### Short problem
Copy all the data exactly, except the pictures.

### Entries from a pointing dataset
- - - - -

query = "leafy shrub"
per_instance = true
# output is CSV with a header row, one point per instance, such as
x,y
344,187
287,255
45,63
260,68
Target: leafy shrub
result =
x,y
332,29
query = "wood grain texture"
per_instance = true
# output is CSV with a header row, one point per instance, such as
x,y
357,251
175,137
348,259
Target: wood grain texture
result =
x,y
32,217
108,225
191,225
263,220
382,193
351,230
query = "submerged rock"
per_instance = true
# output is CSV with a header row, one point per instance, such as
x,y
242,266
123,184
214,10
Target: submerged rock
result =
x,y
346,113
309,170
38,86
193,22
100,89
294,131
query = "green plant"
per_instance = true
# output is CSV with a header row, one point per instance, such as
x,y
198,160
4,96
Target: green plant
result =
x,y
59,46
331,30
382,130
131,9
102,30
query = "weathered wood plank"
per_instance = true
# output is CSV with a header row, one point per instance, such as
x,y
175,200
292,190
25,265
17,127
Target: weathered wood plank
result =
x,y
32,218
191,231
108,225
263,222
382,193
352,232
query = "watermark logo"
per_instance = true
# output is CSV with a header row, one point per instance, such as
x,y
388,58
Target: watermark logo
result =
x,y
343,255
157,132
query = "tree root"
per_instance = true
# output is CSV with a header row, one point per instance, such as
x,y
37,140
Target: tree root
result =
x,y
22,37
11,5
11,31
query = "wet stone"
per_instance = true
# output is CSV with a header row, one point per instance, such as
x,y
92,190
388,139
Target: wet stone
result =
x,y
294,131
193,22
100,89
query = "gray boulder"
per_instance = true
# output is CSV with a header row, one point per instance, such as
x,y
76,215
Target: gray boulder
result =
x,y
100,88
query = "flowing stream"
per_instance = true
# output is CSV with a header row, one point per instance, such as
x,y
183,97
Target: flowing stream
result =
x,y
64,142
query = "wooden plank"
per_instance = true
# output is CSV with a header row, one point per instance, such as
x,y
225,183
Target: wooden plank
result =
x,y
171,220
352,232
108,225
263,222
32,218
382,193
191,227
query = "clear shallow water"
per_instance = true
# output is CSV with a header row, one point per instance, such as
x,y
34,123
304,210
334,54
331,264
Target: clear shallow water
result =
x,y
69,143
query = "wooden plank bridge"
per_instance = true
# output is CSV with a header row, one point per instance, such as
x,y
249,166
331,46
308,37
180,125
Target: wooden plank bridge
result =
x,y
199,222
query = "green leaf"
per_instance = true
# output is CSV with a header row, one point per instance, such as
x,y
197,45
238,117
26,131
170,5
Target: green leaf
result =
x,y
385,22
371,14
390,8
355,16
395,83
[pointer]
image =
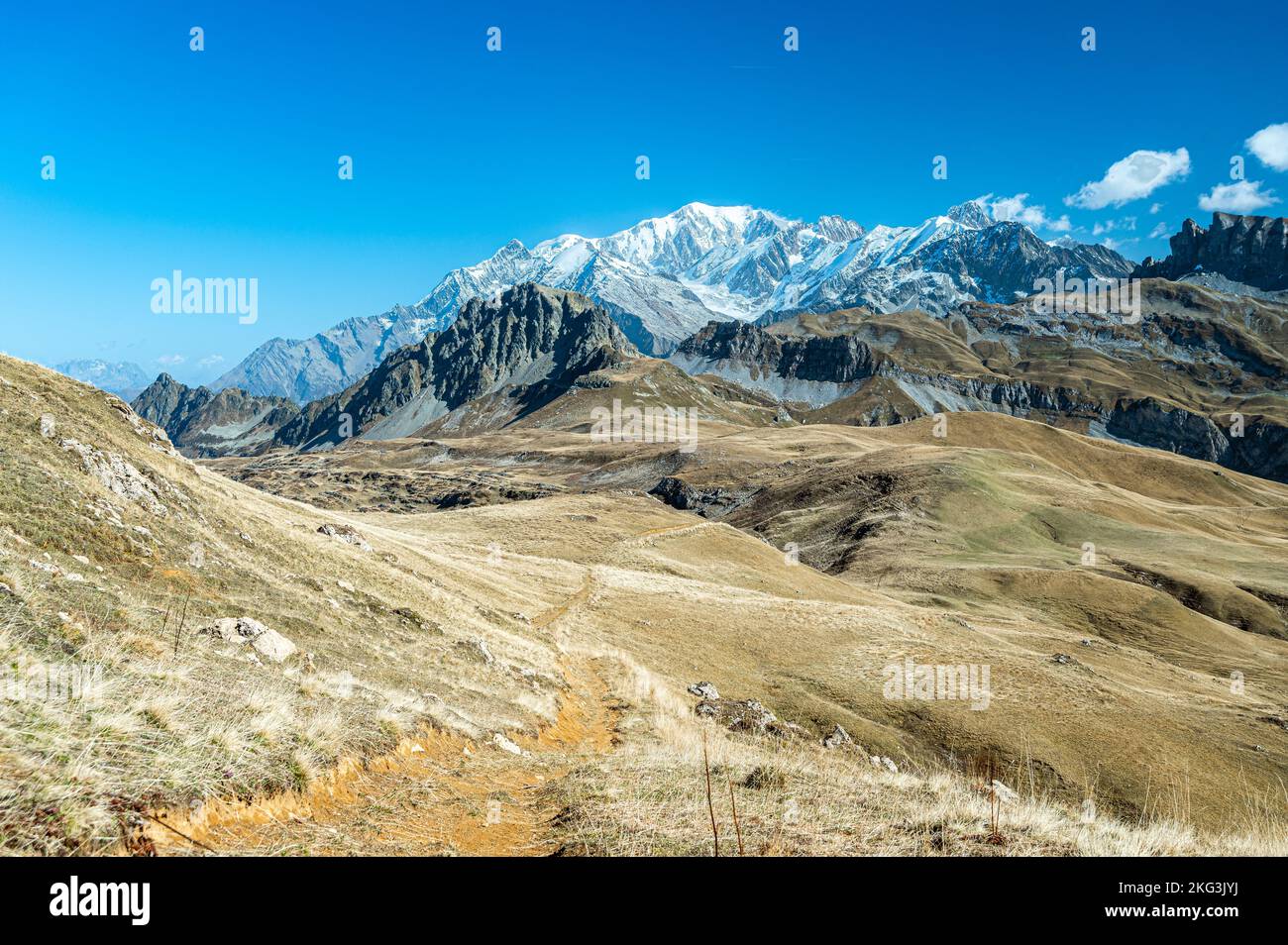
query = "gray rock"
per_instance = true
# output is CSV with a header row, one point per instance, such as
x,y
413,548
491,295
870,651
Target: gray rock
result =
x,y
245,630
703,690
346,533
840,738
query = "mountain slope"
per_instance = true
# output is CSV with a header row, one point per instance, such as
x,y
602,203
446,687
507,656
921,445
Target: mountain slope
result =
x,y
204,424
1172,381
531,344
305,369
124,378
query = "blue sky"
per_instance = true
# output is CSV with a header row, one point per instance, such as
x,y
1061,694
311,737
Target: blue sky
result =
x,y
223,162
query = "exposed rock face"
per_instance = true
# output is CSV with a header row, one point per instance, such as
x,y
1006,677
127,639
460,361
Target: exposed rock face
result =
x,y
1252,250
204,424
533,343
119,475
704,690
245,630
346,533
831,360
838,738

- - - - -

### Solution to the exercise
query = "leafy shrub"
per_instance = true
# output is CSV with a header row, one point per instance, such as
x,y
344,187
287,255
45,63
260,68
Target: leafy shrub
result =
x,y
332,29
query = "wood grain texture"
per_instance = true
# output is CSV with a header row, one point per instance, such as
x,y
357,251
175,137
348,259
Target: wood grain texture
result =
x,y
32,217
108,225
191,225
263,220
382,193
351,230
query = "submerged rock"
per_instance = true
# output is CSV with a header row, one point per instance, such as
x,y
242,266
123,184
214,10
Target: submerged rock
result =
x,y
346,113
309,170
38,86
193,22
100,89
294,131
query = "green plant"
per_instance = true
# output is CSV with a header row, one point per instance, such as
x,y
198,160
4,96
Target: green plant
result =
x,y
59,46
331,30
382,130
131,9
102,30
query = "weathered wood plank"
per_instance = true
# output is CSV with a header row, one point per instance, such as
x,y
175,200
292,190
25,265
17,127
Target: weathered wood plank
result =
x,y
32,218
191,231
108,225
263,222
382,193
352,232
query = "watermark logo"
per_instance = true
# output is CSV with a header row, one point per instance, such as
x,y
388,58
Target: watermark logo
result =
x,y
343,255
157,132
query = "tree root"
per_instance = true
# output is CSV with a header row, one point per instance, such as
x,y
37,140
Target: tree root
result =
x,y
22,37
11,5
11,31
query = "wet stone"
per_instance = true
# output is CSV with a header row, one point per instance, such as
x,y
92,190
388,139
Target: wet stone
result =
x,y
294,131
193,22
100,89
query = "gray boulder"
per_instance = true
# output is CSV with a header row, one point per instance, such as
x,y
76,215
Target: gray boulder
result =
x,y
100,88
query = "flowing stream"
per_instance = true
# output is CSV with a header row, one point per instance, such as
x,y
183,97
Target: flowing stream
result =
x,y
64,142
query = "wooden plank"
per_instance = true
# output is CSV with a header row, one point per instance, such as
x,y
225,183
Target: wooden plank
result =
x,y
171,220
352,232
108,225
263,222
32,218
382,193
191,227
query = "clear shallow water"
per_instance = true
# output is CSV with a header row, one point per instance, such as
x,y
34,123
304,210
334,54
331,264
Target: clear shallow water
result =
x,y
69,143
query = "wooden plank bridge"
per_instance = true
# output is CSV with a header row, one point per instance, such as
x,y
249,166
331,46
308,37
180,125
Target: wooden plank bridge
result =
x,y
199,222
query = "green leaf"
per_instance = true
# output is CSV with a header row, one point per instance, such as
x,y
197,45
238,117
26,131
170,5
Target: green leaf
result =
x,y
385,22
371,14
390,8
355,16
395,83
[pointer]
image =
query = "gray rock"
per_instance = true
# output is CSV with a header row, one point per instance, such as
x,y
413,548
491,295
870,651
Target: gray rock
result =
x,y
245,630
703,690
346,533
840,738
query = "mountain slope"
per_instance = true
# output is CSV with a header row, one point per instance, such as
x,y
602,203
446,687
507,656
921,445
Target: mountain slope
result =
x,y
204,424
1172,381
531,344
305,369
124,378
query = "blue sky"
per_instance = true
# output is CSV with a header row, one point per instance, such as
x,y
1061,694
311,737
Target: blue sky
result =
x,y
223,162
query = "exposed rock face"
per_instance = true
# output is CSV with a header row, one point per instance, such as
x,y
1006,677
127,639
460,361
Target: exposed rock face
result =
x,y
1252,250
204,424
533,343
119,475
704,690
245,630
346,533
831,360
838,738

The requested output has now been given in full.